- [Stated task]: How many of the lines below contain the string "beam", with case counting? Reply with the number only.
****************************************
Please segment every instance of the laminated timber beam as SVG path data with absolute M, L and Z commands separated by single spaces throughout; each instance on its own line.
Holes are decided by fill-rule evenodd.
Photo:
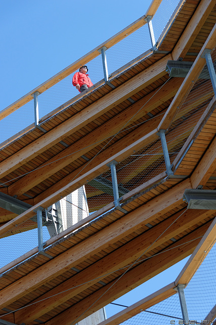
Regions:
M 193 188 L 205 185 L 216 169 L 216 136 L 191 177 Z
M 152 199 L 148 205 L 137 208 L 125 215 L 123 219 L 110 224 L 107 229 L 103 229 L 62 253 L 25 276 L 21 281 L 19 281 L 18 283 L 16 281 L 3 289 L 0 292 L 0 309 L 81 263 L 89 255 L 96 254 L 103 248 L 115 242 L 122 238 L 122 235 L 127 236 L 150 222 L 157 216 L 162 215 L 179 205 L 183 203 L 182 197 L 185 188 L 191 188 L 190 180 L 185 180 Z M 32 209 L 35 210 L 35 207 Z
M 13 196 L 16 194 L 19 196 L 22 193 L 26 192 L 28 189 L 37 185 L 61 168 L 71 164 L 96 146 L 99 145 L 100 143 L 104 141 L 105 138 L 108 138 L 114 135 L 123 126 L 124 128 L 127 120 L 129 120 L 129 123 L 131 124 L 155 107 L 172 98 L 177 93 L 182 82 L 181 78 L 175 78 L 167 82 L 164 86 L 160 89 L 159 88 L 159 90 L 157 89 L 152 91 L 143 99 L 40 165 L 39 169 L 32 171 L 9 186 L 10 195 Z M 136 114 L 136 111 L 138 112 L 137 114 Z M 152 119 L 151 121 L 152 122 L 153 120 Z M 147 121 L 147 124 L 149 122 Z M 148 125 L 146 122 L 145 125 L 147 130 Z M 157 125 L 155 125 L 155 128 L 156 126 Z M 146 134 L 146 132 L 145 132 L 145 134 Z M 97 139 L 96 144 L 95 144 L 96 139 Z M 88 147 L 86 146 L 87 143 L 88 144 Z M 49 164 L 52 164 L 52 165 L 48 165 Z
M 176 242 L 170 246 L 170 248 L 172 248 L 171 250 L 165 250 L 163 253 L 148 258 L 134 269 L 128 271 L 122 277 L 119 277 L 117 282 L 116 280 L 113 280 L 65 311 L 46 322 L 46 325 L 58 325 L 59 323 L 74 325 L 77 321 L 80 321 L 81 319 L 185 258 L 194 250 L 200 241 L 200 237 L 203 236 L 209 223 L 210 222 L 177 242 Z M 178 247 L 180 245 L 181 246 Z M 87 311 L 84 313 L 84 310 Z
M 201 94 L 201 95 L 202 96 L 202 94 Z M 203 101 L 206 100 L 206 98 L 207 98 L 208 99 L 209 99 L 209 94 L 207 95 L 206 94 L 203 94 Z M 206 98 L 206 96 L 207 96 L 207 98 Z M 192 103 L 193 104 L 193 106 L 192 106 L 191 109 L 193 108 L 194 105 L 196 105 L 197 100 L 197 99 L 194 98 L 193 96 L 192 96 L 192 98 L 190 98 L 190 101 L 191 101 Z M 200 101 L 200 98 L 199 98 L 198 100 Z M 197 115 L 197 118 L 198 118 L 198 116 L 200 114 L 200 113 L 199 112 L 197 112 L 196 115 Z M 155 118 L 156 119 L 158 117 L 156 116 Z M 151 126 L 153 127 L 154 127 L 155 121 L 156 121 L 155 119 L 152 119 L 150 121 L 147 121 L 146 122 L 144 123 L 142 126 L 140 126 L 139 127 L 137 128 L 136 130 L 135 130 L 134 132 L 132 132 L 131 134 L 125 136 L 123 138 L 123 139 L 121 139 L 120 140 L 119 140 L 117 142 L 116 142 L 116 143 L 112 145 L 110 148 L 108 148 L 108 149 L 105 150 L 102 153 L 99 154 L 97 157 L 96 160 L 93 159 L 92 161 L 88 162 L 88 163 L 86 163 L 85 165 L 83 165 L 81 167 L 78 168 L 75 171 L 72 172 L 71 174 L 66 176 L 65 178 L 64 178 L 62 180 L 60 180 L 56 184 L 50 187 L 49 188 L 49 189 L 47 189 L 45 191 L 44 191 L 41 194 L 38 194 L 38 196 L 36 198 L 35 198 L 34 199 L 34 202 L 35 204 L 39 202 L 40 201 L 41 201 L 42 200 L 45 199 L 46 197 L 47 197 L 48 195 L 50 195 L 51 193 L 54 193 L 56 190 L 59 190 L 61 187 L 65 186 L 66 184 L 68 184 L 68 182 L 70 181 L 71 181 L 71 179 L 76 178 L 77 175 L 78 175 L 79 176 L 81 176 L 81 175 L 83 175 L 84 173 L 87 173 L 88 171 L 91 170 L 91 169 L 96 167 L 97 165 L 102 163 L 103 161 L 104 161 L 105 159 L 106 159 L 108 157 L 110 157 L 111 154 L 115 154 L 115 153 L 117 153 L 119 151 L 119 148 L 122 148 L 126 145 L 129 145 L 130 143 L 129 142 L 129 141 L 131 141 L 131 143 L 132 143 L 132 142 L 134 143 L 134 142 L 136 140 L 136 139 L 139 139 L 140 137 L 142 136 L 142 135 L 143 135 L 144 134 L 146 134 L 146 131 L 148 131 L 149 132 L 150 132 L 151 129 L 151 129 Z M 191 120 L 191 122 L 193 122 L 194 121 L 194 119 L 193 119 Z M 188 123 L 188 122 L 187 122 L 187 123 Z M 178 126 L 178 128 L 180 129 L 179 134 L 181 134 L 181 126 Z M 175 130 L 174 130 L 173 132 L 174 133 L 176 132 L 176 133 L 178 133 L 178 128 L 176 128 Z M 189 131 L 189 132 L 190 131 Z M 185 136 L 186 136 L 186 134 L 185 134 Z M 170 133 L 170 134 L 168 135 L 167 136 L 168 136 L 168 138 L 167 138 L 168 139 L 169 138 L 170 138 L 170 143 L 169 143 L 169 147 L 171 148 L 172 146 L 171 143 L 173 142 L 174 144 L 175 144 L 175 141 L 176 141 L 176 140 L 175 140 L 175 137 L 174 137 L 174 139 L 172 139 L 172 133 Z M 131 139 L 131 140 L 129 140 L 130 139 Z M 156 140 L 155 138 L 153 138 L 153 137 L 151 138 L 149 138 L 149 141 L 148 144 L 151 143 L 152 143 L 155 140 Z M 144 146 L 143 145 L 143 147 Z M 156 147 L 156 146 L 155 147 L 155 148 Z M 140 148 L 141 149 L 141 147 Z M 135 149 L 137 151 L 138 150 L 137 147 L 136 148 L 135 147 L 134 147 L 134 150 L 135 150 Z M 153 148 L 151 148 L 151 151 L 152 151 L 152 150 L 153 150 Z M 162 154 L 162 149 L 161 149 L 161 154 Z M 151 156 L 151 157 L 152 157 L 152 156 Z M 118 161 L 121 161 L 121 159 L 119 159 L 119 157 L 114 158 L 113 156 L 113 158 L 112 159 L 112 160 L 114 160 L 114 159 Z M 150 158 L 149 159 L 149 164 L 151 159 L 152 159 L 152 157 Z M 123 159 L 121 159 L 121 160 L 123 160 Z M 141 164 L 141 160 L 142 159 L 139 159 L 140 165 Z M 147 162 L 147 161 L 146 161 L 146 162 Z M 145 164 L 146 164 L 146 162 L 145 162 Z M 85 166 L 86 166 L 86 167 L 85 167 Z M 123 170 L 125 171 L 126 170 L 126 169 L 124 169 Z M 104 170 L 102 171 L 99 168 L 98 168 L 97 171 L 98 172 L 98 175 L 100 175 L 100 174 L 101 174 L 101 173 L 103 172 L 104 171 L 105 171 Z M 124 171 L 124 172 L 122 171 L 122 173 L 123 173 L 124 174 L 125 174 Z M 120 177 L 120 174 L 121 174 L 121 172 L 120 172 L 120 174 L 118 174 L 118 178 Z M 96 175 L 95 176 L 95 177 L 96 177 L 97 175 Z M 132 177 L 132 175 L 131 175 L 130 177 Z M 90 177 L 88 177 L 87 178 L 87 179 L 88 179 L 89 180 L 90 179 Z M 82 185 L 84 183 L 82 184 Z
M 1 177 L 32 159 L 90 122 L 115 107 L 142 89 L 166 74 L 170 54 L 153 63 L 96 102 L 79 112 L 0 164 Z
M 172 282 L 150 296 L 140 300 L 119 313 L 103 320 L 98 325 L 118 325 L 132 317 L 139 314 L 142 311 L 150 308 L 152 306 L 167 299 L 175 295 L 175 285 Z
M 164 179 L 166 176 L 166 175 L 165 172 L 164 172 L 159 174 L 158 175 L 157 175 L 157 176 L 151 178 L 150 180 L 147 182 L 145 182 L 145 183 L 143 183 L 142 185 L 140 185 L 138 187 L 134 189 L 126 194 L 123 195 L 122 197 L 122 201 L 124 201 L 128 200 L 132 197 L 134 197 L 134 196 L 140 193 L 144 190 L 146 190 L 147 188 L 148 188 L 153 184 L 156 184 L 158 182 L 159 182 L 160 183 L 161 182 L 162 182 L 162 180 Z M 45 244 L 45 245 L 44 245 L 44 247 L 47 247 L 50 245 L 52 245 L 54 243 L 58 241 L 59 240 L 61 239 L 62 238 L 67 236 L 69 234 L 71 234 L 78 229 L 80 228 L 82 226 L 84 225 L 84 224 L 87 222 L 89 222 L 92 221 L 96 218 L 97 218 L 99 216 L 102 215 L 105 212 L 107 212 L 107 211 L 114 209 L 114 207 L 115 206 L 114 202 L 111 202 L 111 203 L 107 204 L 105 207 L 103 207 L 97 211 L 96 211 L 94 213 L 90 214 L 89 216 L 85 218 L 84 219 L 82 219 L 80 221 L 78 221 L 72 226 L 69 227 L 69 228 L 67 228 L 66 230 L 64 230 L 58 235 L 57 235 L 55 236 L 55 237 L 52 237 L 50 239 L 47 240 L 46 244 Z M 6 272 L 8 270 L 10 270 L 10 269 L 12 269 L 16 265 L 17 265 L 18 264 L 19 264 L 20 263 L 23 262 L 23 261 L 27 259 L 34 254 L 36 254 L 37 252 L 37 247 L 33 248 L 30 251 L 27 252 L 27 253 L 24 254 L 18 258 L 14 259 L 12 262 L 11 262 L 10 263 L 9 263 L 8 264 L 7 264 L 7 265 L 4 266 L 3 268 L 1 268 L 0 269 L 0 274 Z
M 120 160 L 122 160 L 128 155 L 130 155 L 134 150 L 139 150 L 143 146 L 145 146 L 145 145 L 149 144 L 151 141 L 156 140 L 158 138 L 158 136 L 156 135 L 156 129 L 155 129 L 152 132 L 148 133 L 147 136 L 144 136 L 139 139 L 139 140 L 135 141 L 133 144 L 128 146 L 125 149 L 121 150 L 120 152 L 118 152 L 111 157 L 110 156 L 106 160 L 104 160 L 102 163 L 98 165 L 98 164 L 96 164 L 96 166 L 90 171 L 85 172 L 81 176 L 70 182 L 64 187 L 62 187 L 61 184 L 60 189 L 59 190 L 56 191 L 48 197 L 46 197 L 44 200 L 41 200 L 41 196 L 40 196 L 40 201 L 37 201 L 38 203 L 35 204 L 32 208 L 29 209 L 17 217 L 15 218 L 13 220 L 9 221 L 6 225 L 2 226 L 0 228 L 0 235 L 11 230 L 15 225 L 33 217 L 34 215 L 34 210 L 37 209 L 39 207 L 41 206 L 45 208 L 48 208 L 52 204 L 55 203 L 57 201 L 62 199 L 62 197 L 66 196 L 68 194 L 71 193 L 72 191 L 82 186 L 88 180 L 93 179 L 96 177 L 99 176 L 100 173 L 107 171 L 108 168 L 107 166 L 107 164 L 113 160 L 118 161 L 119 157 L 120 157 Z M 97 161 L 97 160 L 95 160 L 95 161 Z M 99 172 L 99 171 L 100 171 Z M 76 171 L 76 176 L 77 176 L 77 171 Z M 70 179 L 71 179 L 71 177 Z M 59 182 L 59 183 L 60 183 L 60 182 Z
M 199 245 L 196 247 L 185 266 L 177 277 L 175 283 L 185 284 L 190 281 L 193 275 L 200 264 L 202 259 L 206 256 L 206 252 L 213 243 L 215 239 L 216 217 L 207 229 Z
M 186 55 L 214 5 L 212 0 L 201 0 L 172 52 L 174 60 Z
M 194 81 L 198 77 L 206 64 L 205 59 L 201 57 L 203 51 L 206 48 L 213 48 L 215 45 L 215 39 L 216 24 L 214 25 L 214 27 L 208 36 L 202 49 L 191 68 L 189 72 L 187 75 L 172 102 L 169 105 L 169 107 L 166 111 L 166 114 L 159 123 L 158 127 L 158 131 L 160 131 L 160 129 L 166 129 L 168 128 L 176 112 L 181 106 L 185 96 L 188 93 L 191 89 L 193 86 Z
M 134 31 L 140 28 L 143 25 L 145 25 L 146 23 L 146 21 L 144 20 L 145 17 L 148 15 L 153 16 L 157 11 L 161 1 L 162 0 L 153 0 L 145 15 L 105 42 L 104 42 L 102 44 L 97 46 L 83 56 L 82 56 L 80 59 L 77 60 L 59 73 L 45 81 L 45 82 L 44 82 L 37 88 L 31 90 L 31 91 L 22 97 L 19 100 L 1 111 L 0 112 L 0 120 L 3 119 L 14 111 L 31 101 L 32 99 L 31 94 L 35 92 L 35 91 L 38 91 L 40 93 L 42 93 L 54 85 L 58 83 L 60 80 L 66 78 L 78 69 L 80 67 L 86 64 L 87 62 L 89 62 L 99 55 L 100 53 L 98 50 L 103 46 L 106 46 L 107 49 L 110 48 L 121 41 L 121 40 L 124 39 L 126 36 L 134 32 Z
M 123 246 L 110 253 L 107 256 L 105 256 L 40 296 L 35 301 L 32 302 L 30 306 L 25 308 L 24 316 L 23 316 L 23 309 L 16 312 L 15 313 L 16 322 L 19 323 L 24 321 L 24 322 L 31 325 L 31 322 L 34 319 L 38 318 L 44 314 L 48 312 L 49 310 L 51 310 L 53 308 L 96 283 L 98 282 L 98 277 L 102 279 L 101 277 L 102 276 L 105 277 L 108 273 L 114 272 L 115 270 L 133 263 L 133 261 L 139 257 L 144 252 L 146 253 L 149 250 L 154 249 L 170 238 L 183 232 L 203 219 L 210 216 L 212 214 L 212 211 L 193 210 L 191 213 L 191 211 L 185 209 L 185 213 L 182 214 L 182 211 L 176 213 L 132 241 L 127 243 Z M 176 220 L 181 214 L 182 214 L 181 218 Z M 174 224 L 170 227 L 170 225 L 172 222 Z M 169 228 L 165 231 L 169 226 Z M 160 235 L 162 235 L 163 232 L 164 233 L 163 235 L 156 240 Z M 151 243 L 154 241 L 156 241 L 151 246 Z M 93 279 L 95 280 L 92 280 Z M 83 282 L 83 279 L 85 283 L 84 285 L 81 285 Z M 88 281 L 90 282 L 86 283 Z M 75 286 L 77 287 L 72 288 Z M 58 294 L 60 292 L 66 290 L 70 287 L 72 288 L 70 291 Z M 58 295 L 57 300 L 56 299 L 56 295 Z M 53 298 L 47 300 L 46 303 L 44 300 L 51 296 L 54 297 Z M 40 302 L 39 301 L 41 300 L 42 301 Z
****************************************
- [Solution]: 1